#### SELECTED EXTRACT
= Beginning of Section =
Since their 2012 debut No Passion All Technique, the Detroit post-punk band Protomartyr have mastered the art of evoking place: the grinding Midwest humility of their hometown, as well as the x-rayed elucidation of America that comes with their vantage. Protomartyr—vocalist Joe Casey, guitarist Greg Ahee, drummer Alex Leonard, and bassist Scott Davidson—have become synonymous with caustic, impressionistic assemblages of politics and poetry, the literal and oblique.
The group’s sixth album, recorded at Sonic Ranch in Tornillo, Texas, is called Formal Growth In The Desert. And though frontman Joe Casey did have a humbling experience staring at awe-inspiring Sonoran rock formations and reckoning with his own smallness in the scheme of things – as recounted in the single “Elimination Dances” - the title is not necessarily a nod to the sandy expanses of the southwest. Detroit, too, is like a desert. “The desert is more of a metaphor or symbol,” Casey says, “of emotional deserts, or a place or time that seems to lack life.” The desert brings an existential awareness that is ultimately internal.
= End of Section =
#### RAW DATA
= Beginning of Section =
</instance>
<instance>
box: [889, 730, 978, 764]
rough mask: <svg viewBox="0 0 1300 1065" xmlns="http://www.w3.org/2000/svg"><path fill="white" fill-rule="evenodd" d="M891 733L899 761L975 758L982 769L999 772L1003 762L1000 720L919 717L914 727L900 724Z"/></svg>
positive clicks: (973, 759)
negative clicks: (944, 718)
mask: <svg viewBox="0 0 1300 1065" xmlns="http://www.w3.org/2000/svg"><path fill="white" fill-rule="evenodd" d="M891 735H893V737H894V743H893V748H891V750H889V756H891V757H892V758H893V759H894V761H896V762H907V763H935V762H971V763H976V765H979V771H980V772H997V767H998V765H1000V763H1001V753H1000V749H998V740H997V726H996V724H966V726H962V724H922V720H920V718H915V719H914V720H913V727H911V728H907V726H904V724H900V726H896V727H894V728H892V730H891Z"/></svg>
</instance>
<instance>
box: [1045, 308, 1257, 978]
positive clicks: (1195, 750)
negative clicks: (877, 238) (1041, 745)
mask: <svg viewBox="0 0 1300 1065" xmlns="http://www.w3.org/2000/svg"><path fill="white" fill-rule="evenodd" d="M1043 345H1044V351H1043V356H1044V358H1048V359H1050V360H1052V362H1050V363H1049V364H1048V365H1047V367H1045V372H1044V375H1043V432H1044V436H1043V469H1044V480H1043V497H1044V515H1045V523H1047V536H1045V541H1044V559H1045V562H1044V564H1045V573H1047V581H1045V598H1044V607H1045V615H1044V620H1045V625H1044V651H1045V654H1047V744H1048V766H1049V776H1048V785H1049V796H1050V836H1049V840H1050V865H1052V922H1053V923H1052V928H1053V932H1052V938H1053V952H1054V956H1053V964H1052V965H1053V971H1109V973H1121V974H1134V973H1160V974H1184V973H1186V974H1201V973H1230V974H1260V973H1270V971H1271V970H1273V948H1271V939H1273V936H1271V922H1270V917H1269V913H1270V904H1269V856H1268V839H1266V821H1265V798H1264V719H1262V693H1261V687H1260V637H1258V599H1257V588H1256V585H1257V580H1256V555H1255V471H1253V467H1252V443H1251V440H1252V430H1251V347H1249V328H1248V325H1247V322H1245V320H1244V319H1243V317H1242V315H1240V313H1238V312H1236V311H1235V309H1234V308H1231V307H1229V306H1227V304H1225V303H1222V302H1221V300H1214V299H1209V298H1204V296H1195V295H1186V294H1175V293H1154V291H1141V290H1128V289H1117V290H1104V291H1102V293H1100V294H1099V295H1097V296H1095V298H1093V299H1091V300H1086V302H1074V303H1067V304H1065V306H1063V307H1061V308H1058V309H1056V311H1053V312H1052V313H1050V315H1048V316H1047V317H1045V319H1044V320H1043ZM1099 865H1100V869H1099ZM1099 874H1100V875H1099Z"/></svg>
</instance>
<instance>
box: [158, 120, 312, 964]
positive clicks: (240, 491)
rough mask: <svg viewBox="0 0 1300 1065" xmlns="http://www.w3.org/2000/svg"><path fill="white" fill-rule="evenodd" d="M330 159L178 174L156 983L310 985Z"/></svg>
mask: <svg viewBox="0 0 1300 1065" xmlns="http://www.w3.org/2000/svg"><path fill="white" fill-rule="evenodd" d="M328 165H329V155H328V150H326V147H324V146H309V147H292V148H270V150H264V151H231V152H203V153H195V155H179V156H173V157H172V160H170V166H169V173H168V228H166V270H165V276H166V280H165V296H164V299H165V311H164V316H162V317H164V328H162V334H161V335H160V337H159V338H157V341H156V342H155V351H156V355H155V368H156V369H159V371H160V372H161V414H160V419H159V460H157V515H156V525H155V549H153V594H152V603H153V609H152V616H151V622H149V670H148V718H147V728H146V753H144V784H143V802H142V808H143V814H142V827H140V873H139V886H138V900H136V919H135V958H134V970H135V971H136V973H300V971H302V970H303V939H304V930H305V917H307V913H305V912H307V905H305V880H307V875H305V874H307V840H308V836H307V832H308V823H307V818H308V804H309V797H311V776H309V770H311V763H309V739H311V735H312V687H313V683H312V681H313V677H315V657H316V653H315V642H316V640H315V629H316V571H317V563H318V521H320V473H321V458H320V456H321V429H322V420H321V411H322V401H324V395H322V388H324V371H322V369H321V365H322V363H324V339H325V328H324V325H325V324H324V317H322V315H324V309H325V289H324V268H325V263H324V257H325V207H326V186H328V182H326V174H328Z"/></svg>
= End of Section =
#### EXERCISE REQUIREMENTS
(a) According to the Protomartyr text, where was the band's sixth album recorded?
(b) List each member of Protomartyr named in the Protomartyr text, with that member's role in the band.

#### ACTIVITY ANSWERS
(a) At Sonic Ranch in Tornillo, Texas.

(b)
- Joe Casey: vocalist
- Greg Ahee: guitarist
- Alex Leonard: drummer
- Scott Davidson: bassist